**WHAT NEEDS TO BE DONE:**
How might the essay on the unintended consequences of fair trade continue after its last sentence? Write that continuation.

**TEXT SHOWN:**
========================================================================
Unintended consequences of fair trade

What were to happen if every developed country in the world simultaneously passed good labor laws that applied not only to workers in the country, but also to workers employed directly or indirectly by companies in that country? In other words, what if the first world would suddenly apply the same standards when it came to those it employs in the third world as it does to those employed domestically?

Like any change in a complex system, this would have all kinds of different consequences, some of them unintended. For one, this would, with 100% certainty, mean that almost all goods and services sold in the first world would become a lot more expensive to produce, and somewhat more expensive to consume. This would hurt the middle and lower class hard: they would no longer be able to afford to consume nearly as much as before, at least in the short term. In the long term, this would give companies in the first world less of a reason to employ people in the third world, meaning more people in the first world would have jobs. This would, in turn, also mean that the first world would produce more goods and services, increasing exports. So I imagine it might actually balance out eventually. (I’m trying to think like an economist here – tell me if it’s working.)

A conclusion is simply where you stopped thinking

So in the short term, making world trade fair would harm everyone in the first world but the rich – massively. This is, of course, a bad thing. Should this be our conclusion then, that fair trade is a luxury and forcing it upon society would punish “our own” poor? No, of course not, that would be near-sighted. Rather, I think fair trade is a good argument for social solidarity and a strong safety net in the first world.
========================================================================
**COLLECTED MATERIAL:**
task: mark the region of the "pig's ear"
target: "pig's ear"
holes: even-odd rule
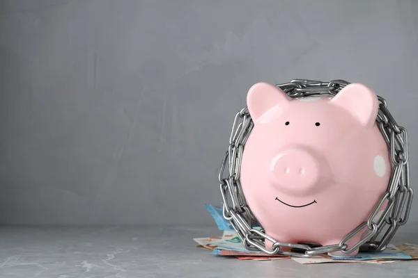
========================================================================
**OUTPUT FOR THIS EXERCISE:**
After all, there is an enormous amount of wealth in the first world. The existence of poverty is not a force of nature but an aspect of our economic system. With tools as simple as progressive taxation and a basic income guarantee, we could tweak our system to protect all individuals in society from the chaos of post-industrial life. And if we can make sure that even a large, across-the-board spike in the price of goods would not harm anybody too much, we can afford to trade fairly with the developing world.

In other words, global solidarity and domestic solidarity are interconnected. Only enforcing fair trade would harm the first-world poor in the short run. Only guaranteeing economic security in the first world would come at the continued cost of the third-world poor. In fact, presenting the two as separate could be seen as a subtle factor in why neither is terribly popular – if you really care about the basic rights and conditions of all people, why should you want to improve conditions for the poor at home but not elsewhere, or vice versa? But if we consider the two to be one package, one thing, inseparable, suddenly the parts all make sense.

Schooling the world for the wrong jobs – colonialism is alive, and kicking the third world in the face

But fair trade is not enough for the third world, either. The western corporate colonization runs much deeper than that.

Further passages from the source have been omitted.